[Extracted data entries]
:::::

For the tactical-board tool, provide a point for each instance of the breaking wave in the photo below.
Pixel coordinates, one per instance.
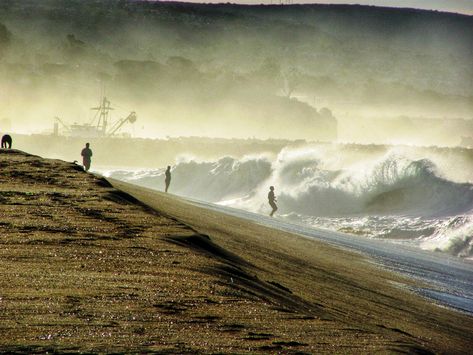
(395, 194)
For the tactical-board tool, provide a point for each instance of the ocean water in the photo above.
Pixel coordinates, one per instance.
(418, 196)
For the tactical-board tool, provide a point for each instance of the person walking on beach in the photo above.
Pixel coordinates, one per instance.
(86, 155)
(6, 140)
(272, 200)
(167, 180)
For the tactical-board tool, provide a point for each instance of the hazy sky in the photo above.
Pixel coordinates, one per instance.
(460, 6)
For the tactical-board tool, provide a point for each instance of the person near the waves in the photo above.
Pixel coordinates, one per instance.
(272, 200)
(86, 156)
(167, 179)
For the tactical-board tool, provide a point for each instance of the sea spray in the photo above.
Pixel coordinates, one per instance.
(399, 193)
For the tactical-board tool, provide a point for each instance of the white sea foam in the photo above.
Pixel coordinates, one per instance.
(402, 193)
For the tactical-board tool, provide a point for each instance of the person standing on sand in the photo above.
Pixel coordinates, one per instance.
(167, 180)
(272, 200)
(6, 141)
(86, 155)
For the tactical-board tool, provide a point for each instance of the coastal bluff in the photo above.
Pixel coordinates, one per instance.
(92, 265)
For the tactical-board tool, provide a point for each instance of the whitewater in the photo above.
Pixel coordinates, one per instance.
(420, 196)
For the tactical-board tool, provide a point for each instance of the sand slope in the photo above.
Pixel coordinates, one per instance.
(87, 267)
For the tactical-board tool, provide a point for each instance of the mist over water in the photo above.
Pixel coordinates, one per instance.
(267, 75)
(405, 194)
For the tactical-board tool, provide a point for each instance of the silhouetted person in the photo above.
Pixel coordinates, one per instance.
(272, 200)
(6, 140)
(167, 180)
(86, 155)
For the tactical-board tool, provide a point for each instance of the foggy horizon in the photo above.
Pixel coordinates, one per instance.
(310, 73)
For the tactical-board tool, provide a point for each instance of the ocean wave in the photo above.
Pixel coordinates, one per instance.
(402, 194)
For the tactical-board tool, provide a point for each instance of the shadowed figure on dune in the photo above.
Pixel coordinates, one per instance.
(167, 179)
(6, 140)
(86, 156)
(272, 200)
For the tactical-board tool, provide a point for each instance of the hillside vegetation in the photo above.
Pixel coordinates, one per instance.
(229, 70)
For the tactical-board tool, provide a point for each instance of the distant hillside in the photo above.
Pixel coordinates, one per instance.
(242, 70)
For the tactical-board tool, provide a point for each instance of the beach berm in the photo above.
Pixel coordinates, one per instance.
(92, 265)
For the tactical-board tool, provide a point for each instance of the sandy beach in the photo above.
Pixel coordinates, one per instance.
(90, 265)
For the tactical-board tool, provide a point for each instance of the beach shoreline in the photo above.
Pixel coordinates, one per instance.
(89, 265)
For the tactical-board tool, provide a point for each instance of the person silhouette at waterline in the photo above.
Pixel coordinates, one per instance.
(167, 180)
(272, 200)
(86, 156)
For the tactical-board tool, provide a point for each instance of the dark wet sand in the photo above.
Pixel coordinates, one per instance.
(86, 267)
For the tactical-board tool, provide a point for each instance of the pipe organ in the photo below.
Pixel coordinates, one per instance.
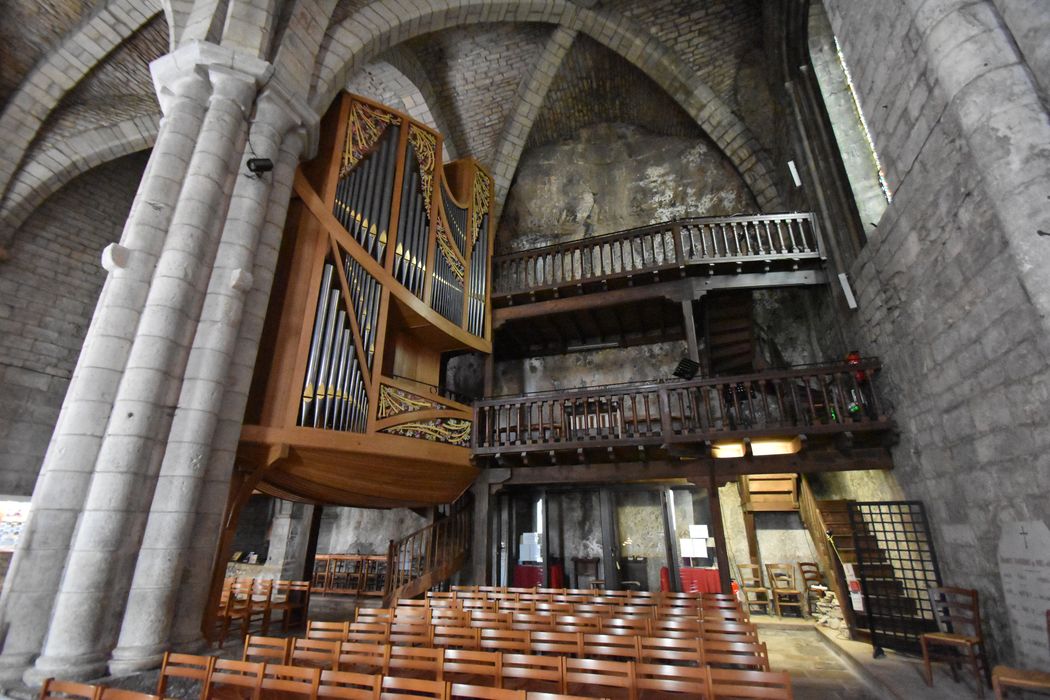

:::::

__Exercise description__
Quote verbatim every line from the one containing "shoreline in the photo above." through the end of the records, leaving the pictures out of your answer.

__Finished answer__
For the tactical-board tool, provide a point for each instance of the beach shoreline in the photo above.
Pixel coordinates, one per instance.
(89, 265)
For the tactical-board tool, provide a point for each instance of the person silhouette at waterline in the photo above.
Pixel coordinates, one per instance.
(167, 180)
(272, 200)
(86, 156)
For the tactical-board tool, provide a point for each instance of the dark wet sand in the photo above.
Pixel coordinates, one per instance.
(86, 267)
For the tactical-board tool, provide a point for each instance of the pipe organ in the photo below.
Pixel coordinates, one per instance.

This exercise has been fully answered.